Provided material:
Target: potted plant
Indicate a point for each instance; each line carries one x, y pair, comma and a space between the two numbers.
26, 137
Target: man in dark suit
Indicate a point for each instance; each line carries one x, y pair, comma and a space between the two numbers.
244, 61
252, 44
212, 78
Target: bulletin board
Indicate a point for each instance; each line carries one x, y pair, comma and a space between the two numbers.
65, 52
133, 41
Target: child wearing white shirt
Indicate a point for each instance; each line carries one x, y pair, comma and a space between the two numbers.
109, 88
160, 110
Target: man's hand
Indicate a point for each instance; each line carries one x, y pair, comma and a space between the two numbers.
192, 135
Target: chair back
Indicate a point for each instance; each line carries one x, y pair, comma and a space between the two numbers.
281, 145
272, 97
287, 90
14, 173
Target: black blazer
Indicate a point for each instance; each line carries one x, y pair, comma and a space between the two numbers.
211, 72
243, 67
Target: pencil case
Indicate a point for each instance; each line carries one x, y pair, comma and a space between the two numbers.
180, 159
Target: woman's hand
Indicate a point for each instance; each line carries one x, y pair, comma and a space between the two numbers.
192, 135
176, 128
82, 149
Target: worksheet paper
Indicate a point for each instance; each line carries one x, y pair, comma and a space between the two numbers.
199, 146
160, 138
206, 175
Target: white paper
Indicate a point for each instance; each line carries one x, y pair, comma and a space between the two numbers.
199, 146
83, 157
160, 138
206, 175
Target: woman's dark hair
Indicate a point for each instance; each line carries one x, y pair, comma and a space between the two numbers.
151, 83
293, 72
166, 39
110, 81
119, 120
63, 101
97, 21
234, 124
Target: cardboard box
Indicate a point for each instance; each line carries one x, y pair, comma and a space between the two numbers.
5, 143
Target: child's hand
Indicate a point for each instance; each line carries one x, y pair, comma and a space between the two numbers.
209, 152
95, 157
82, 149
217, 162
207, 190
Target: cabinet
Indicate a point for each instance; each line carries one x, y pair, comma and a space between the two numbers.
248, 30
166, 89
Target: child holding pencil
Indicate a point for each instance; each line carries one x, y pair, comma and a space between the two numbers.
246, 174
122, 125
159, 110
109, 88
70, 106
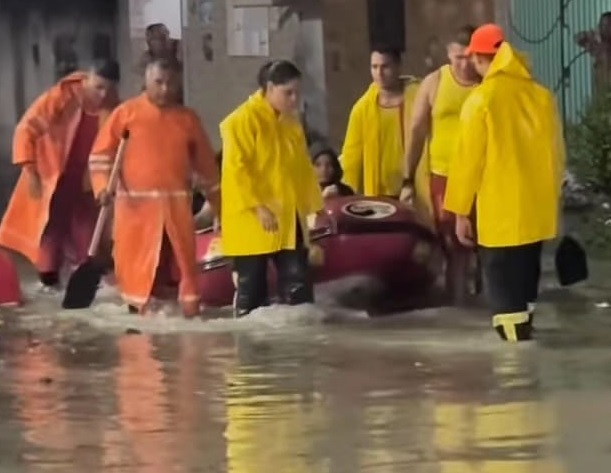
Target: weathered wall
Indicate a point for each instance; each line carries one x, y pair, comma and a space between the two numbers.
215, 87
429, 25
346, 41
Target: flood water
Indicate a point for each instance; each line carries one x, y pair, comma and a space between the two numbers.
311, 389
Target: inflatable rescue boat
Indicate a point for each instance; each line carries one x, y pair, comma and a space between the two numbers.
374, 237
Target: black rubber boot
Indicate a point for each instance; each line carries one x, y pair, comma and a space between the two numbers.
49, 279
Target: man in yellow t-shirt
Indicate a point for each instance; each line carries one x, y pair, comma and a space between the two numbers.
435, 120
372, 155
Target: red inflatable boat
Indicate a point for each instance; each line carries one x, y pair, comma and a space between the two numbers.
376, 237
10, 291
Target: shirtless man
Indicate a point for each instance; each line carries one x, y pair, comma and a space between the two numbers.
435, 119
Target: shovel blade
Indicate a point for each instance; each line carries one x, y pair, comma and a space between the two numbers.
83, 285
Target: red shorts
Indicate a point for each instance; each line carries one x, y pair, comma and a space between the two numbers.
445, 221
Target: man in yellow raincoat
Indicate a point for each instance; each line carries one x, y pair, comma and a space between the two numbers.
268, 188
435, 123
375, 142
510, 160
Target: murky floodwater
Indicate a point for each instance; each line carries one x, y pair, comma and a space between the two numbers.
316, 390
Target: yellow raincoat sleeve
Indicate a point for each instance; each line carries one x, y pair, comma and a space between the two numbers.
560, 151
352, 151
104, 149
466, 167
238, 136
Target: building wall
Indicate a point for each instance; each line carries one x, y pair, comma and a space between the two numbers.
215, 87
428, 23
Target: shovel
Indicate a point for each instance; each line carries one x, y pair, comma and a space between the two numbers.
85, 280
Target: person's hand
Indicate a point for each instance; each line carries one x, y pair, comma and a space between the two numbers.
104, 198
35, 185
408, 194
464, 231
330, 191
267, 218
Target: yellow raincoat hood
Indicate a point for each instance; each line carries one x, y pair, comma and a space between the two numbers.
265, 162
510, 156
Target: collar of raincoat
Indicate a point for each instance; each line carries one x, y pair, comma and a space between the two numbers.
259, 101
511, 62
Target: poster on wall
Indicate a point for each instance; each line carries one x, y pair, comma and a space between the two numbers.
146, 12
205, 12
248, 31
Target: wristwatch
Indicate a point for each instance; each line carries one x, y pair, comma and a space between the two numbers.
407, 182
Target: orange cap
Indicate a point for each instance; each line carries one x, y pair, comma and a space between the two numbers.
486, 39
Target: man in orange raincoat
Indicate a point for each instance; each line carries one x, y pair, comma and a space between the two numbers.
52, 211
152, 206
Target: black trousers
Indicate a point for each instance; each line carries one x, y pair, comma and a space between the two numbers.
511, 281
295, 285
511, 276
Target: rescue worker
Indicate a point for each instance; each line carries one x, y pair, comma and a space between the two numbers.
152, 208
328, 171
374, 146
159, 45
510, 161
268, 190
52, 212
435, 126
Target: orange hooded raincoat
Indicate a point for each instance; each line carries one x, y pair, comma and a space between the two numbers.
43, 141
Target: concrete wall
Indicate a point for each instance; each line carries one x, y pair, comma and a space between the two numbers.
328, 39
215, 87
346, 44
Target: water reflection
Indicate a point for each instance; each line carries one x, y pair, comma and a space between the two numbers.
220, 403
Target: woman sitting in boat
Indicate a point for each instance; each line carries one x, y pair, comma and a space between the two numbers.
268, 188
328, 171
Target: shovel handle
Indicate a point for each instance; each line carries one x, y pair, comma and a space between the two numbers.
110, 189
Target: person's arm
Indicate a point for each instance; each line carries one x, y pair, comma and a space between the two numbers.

Exercise brief:
Using the listing above, pull out all lines that hold the word "white".

Reply:
Target: child wearing white shirt
Target: white paper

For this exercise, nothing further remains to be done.